Problem to work on:
Copy out the rows below, changing each occurrence of "pixel coordinates" to "pixel positions" and leaving everything else as it is.

Supplied data:
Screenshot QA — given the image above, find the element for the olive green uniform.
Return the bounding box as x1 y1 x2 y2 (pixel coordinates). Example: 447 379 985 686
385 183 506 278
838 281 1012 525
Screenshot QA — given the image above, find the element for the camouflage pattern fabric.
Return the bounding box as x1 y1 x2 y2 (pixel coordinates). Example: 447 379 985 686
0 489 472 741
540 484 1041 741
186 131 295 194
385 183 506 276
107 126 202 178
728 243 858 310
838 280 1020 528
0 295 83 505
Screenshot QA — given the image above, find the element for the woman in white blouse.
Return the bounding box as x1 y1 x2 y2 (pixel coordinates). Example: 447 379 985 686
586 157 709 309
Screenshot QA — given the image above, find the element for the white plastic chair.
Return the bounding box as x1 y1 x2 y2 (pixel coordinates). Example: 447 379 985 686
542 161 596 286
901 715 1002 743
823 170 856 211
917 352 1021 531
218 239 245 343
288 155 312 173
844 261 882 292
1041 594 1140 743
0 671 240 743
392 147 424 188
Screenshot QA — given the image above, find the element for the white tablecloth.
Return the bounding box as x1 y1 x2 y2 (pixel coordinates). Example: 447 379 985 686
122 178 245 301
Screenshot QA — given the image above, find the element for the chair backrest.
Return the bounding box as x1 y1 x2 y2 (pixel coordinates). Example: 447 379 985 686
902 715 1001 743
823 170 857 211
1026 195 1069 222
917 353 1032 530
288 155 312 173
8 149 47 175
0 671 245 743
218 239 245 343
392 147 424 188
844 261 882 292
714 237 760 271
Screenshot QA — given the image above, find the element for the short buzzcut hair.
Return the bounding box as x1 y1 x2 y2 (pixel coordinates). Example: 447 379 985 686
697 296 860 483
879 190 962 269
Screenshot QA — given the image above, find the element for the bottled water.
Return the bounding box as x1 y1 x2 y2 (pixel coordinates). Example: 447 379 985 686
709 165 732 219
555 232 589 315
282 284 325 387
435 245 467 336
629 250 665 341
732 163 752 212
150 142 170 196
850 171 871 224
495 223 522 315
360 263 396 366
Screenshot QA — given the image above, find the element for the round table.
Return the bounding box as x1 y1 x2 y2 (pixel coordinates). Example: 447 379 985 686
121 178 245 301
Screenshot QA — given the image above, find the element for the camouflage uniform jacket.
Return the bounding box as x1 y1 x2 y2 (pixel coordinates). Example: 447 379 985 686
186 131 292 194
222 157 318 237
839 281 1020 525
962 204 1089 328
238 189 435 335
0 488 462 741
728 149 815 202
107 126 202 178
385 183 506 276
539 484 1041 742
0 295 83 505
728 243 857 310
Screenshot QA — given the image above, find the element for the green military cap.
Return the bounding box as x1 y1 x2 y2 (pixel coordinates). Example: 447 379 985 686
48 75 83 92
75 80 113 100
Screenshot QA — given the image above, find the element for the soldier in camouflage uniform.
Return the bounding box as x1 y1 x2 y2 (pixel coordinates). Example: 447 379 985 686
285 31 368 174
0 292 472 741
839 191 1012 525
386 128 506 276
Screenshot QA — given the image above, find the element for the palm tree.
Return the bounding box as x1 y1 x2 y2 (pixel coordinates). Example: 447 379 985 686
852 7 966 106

Task result:
Screenshot QA — given the image above, find the element for the olive green uniform.
Return the bounding box as x1 y1 x2 y2 (pixel positions). Example: 447 379 985 686
385 183 506 278
838 281 1012 525
Screenshot QA — given the image above, find the element for the camouflage pattern fabric.
Return the bounding box as x1 y1 x2 y2 (pixel positions). Example: 447 379 985 686
0 489 472 741
540 484 1041 741
186 131 295 194
385 183 506 276
107 126 202 178
728 243 858 310
838 280 1020 528
0 295 83 505
Screenshot QA — given the image above, find the element for the woman in white blouse.
Return the bounding box as x1 y1 x2 y2 (pixel positions). Example: 447 379 985 686
586 157 709 309
Screenshot QA — given the image above, find the element for the white plastic chair.
Return the bounding box as x1 y1 x2 y2 (pixel positions). Example: 447 379 985 686
542 161 596 286
901 715 1002 743
823 170 856 211
917 352 1021 531
218 239 245 343
288 155 312 173
844 261 882 292
1041 594 1140 743
0 671 240 743
392 147 424 188
Screenshot QA — given the image above, find the element for the white tablecloth.
Return the bounding box as x1 y1 x2 y2 (pixel positions). Example: 447 379 985 686
122 178 245 301
Screenshot QA — given the image above, find the element for the chair backrest.
Return the bounding box as x1 y1 x2 y2 (pixel positions). Example: 447 379 985 686
902 715 1001 743
823 170 857 211
1026 195 1069 222
917 353 1032 530
288 155 312 173
8 149 47 175
0 671 245 743
218 239 245 343
392 147 424 188
844 261 882 292
714 237 760 271
Screenshot QA — given the image above, find the element for the short buzzcut hair.
Return the bounding box as x1 y1 x2 y2 (pixel positions). Example: 447 379 985 686
697 296 860 483
879 190 962 269
Screenshot QA — given the image above, find the element for the bottled water.
Return the bounding box as x1 y1 x2 y2 (pixel positions). Example: 447 379 985 686
709 165 732 219
555 232 589 315
282 284 325 387
435 245 467 336
629 250 665 341
732 163 752 212
150 142 170 196
850 171 871 224
495 223 522 315
360 263 396 366
Screenshot QA — given the image above, find the element for the round table.
Return the bounding box as x1 y1 x2 y2 (pixel positions). Example: 447 379 985 686
121 178 245 301
Screenshot QA — given the image above, find the element for the camouflage uniform jacket.
Return the bounding box as x1 y1 x2 y2 (pixel positions). Example: 447 379 985 686
186 131 292 194
222 157 318 237
839 281 1020 525
962 204 1089 328
238 189 435 335
0 488 462 741
728 149 815 202
107 126 202 178
385 183 506 276
539 484 1041 742
0 295 83 505
728 243 857 310
Screenshot QA — given the image above, find the element for the green military cap.
Return the bounding box as x1 y1 x2 y2 (pixel positions). Example: 447 379 985 686
48 75 83 92
75 80 113 100
Screenshot QA — given the image above, find the element for the soldier in camouflage uniform.
Return the bounding box as x1 y1 x2 y2 (pixel positions). Example: 447 379 985 686
285 31 368 174
0 292 472 741
839 191 1012 525
386 128 506 276
Screenshot QA — given the image above, find the element for the palm tree.
Return the bounding box as x1 y1 x2 y2 (pixel positions). Example: 447 379 985 686
852 7 966 106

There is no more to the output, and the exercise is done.